=== 掲載本文 ===

バッドガイズ観てきた
初めてnote使います。
公開から二週間経つのでこちらでも解禁しちゃおう。
展開とかネタバレありです。
冒頭、いきなりパルプフィクションのオマージュから始まるバッドガイズ。
因みに私はパルプフィクション未視聴ですが、軽妙な会話で洋画の雰囲気満載なのはわかりますのでパルプフィクション知らなくても全然わくわくできますので大丈夫です。笑
そう、洋画が始まった雰囲気なんですよね。
のちに重要ポイントになる巨大隕石の新聞記事から視線が動いていき、小気味良いウルフとスネークの小気味良い会話劇からの銀行強盗への転換まで、長回し映像のようにワンカットで進むのが観る側の視線を画面から離さない上手い演出!
気が付くとずーっと画面を追っているので自然とバッドガイズの世界へすっかり吸い込まれているというわけです。
そこから一気にマックスへギアチェンジしてアップテンポかつハイテンションなカーチェイスが始まり、そのテンポに乗ったままウルフによるバッドガイズの紹介シーン。
これは原作の要素も落としてありつつ、ルパンが始まった!
バッドガイズたちに余裕ありつつも起きた現象に自分達で驚いて大騒ぎするのとか面白いし、その中でも緩急をうまく散りばめたシーン展開。
最後のガイズが虚無顔でシートベルトするシュールさも可愛らしい。(今かよ!みたいな)

=== 提供資料 ===

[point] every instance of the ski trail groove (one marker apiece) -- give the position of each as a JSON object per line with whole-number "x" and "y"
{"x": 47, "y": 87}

===

> 次の課題
• A. 『バッドガイズ』の感想文に出てくる作品名と登場人物名をすべて挙げてもらえますか？
• B. 『バッドガイズ』の感想文を二文で要約してもらえますか？
• C. 『バッドガイズ』の感想文の続きを書いてもらえますか？

> 解答例
• A. バッドガイズ、パルプフィクション、ルパン、ウルフ、スネーク

• B. 公開から二週間が経ったため、ネタバレありで『バッドガイズ』の冒頭を振り返っている。パルプフィクションのオマージュで始まる冒頭は、ワンカットで進む演出で観る側を引き込み、カーチェイスやウルフによるバッドガイズの紹介シーンへとテンポよく続くと評価している。

• C.
基本5体のリアクションを揃えてあってそこもとても画面が締まってみえるポイントなんだろうなぁ。
あと合わせて息を呑むリアクションが多いのも上手いなと。
わあ!って言うより空気がひゅっ!と締まるからすごく緩急が付いてみえるんだよね。
それまでのスピーディな映像からアジトに戻った途端、悪いヤツらなのに楽しそうにお誕生日パーティっていうのも意外で親近感が湧くし、その中でもやっぱり全力で喧嘩してるのがバッドガイズな雰囲気満載。
ウルフの一声でTVに駆け寄り自分達へのコメントに一喜一憂したりして彼らの関係性や日常感を見せながらもうまく状況説明も絡めていくテンポの良さ。
ウェブスの投票しちゃった!のくだりとか、何気なくちゃんと世間体持って生きている彼らが垣間見れてよかったな。
今回の事の発端からの授賞式潜入という流れがモタつかず、説明過多にもならないので観ていてとても展開のスピードが気持ち良い。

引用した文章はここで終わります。